Exercises to complete:
(a) List every character from the film who is named in the passage on Thirteen Assassins, leaving out the director.
(b) Write the next part of the passage on Thirteen Assassins, beginning after its final sentence.

Text segment:
-*-
The whole of Kudo’s depictions reflects this sense of moral imprisonment, no less in Thirteen Assasins than anywhere else.  Its opening scene of seppuku is framed in perfect symmetry, starting with two rectangles.  The lower and larger shape is the ground in front of the castle, which holds the lonely figure of the suicidal official; the second is the sky, which is blotted out by the castle itself, which stretches nearly from screen’s edge to screen’s edge.  The composition is perfectly balanced, but defiantly out of proportion, the squeezed castle visually bearing down on the isolated human being who, despite occupying the larger spatial field, has nowhere to go.

When the action moves inside to the plotting of the government ministers, who are already assembling their band of killers (in such as way as to disavow them when necessary), Kudo replaces the larger geometric compositional blocks with strong, bold vertical lines.  Everything and everyone is compartmentalized, stuck in a space that is also a role.

Kudo changes his compositional focus twice more; one of those times, only the accompanying emotional devastations of the sequence in question keeps the sheer technical brilliance from being.  Shinzo listens to a vassal samurai describe the rape and murder of his son-in-law and murder of his son during a visit from Naritsugu.  Shown in flashback, the movie alternates the prevailing visual realism with an encompassing blackness that, at moments of high intensity, leave the characters marooned in a nightmarish darkness that comes right up to the edge of their silhouettes.  Remarkable, Kudo effects some of the dramatic lighting changes within a single shot or during camera movements.

The biggest change, though, maintains the sense of realism while altering the dominant design of the images.  Simply, when the action moves from Edo Palace to the outdoors as Shinzo and his men race to get ahead of Hinbei and Naritsugu and set an ambush, the vertical and looming compositions give way to wide open exteriors that are dramatically horizontal.  So that this change won’t be overlooked, Kudo sets an early part of the movie at a river ford where Shinzo had hoped to catch Hinbei napping.  But his opponent has marshaled his caravan to cross the river earlier.  Using the passing river as the key element in the frame, the director cuts quickly between shots of galloping riders, skulking warriors, and other types of motion that expand the visual field both side-to-side and deeper into the image itself.  It’s absolutely astonishing work.

Thirteen Assassin’s climax occurs in a tiny village which Shinzo and his men turn into a maze of deadly traps that should let them overpower that larger force and murder Naritsugu.  It’s here that Kudo can pull one more amazing feat – or series of feats – as the shape and geography of narrow lanes and alleyways dictate the very form of the screen.  Lastly, when Shinzo meets Hinbei mano a mano, Kudo uses exactly one shot to invoke the repressive vertical lines of the early sequences, actually incorporating Shinzo’s very body into the composition by shooting it with perfect exactness through wooden slats.  It’s a devastating irony, capturing the movie’s hero at his greatest moment of triumph, but undercutting it so that his slashing swordsmanship, while it may kill an enemy almost arbitrarily set against him, cannot free him himself from lethal manipulations from the palace.
-*-
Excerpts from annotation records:
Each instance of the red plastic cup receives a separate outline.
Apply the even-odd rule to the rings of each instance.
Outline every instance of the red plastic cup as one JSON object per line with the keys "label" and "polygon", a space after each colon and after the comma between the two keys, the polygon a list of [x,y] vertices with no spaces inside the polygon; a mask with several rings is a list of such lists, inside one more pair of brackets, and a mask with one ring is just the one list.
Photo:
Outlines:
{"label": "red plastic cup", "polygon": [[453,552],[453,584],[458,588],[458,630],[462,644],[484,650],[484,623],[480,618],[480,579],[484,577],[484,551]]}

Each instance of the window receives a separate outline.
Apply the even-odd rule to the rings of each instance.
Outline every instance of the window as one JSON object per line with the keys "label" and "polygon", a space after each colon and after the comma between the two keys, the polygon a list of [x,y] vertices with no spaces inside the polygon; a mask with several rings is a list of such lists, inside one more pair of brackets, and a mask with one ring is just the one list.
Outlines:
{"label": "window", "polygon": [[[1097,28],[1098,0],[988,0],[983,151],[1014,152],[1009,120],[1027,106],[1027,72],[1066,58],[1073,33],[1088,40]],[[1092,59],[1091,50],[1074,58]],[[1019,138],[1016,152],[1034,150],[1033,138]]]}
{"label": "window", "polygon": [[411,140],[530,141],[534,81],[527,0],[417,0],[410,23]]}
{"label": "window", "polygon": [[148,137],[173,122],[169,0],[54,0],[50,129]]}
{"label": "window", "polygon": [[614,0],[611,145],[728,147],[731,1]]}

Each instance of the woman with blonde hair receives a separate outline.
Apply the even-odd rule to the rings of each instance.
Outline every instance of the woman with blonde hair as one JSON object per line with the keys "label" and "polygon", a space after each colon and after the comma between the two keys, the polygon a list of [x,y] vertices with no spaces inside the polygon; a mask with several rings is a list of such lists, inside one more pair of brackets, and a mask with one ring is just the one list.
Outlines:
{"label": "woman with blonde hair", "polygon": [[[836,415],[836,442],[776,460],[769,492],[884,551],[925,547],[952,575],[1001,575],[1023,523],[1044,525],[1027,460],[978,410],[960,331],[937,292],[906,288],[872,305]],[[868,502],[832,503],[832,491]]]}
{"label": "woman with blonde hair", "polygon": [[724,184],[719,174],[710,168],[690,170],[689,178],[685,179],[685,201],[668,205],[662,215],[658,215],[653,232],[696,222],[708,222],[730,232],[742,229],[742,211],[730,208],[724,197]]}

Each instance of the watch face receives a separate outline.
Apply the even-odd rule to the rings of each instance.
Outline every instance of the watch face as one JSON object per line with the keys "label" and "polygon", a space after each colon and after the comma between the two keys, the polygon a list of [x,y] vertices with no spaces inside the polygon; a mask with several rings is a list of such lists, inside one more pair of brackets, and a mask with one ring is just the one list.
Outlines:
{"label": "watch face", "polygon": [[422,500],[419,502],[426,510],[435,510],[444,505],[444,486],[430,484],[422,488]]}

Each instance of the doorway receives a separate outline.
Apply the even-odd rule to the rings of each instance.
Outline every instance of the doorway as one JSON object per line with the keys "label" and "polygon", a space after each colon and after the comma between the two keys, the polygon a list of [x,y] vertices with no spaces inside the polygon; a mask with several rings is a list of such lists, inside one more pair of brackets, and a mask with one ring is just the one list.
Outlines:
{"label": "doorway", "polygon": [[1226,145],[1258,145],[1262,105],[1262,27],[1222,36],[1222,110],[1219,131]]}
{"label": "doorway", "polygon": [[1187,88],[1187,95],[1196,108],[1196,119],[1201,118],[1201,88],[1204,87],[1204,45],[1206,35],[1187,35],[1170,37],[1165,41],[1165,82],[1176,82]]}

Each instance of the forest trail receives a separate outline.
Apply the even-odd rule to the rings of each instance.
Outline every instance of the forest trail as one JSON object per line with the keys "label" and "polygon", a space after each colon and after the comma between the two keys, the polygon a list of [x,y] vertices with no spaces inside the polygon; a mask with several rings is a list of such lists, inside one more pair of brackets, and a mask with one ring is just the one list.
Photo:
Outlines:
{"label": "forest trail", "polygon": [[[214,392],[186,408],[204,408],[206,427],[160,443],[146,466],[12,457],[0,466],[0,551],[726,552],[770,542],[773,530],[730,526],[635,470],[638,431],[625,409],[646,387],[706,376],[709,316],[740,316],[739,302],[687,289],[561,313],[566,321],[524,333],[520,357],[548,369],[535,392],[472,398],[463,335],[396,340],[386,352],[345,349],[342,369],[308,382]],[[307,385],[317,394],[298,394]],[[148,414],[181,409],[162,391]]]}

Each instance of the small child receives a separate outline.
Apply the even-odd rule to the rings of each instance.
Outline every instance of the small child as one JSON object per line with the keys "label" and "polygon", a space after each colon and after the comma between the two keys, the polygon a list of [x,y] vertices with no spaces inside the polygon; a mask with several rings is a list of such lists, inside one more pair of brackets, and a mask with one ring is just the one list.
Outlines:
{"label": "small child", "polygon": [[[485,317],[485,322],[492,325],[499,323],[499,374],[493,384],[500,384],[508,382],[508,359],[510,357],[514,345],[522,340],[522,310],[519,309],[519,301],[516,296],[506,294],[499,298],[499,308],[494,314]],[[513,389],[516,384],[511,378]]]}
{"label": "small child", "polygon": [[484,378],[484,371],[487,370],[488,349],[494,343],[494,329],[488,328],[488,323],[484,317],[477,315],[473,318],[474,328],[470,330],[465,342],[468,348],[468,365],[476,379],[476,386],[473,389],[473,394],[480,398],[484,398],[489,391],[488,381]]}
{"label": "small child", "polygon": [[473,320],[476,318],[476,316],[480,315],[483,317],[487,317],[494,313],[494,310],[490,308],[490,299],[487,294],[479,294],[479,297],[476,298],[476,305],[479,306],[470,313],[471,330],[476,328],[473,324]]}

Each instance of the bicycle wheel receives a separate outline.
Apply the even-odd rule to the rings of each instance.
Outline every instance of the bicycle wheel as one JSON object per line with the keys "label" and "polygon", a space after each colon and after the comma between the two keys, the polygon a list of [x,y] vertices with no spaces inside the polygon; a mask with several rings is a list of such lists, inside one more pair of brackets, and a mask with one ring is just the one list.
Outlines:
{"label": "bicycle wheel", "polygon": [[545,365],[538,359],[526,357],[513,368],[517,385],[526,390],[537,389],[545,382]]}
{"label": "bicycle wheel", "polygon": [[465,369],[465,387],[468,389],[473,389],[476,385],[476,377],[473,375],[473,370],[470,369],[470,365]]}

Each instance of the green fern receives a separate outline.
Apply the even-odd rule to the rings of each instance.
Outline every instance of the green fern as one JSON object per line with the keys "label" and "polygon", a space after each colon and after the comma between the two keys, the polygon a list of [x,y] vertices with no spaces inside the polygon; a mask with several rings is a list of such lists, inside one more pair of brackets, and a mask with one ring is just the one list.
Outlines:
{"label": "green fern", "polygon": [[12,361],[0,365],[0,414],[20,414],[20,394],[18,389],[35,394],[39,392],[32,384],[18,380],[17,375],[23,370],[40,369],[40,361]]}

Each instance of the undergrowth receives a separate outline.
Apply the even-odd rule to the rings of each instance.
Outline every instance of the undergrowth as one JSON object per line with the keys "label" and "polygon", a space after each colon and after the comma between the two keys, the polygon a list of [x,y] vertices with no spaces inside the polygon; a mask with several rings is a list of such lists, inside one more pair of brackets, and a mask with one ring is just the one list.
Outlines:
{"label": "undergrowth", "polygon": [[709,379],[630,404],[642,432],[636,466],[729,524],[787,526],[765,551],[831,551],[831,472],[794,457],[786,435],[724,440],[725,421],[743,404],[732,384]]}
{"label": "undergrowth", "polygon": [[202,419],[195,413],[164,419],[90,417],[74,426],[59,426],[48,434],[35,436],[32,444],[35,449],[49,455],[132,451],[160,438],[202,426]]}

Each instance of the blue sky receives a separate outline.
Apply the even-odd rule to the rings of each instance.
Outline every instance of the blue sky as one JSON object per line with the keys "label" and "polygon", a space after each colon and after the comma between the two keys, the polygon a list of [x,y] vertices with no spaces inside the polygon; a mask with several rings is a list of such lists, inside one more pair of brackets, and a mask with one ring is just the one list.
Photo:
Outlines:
-*-
Exercise results:
(a) Shinzo, Naritsugu, Hinbei

(b)
This is also where we should pay attention to the time period: 1844.  That was two years after the western naval powers had imposed their combined will on China, effectively wresting control away from the imperial government.  Now, the Dutch (who had once held and then lost trading concessions in Japan) had sent a fleet across the sea to try and pry open their former trading partner’s ports.  They’d fail for the moment, but just the attempt showed that the shogunate, which expended so much military power against suspected domestic opponents, would ultimately have no answer to western guns.  So all the backstabbing and plotting – as in murdering a member of the royal family only because his sins might breed a scandal – would be for naught.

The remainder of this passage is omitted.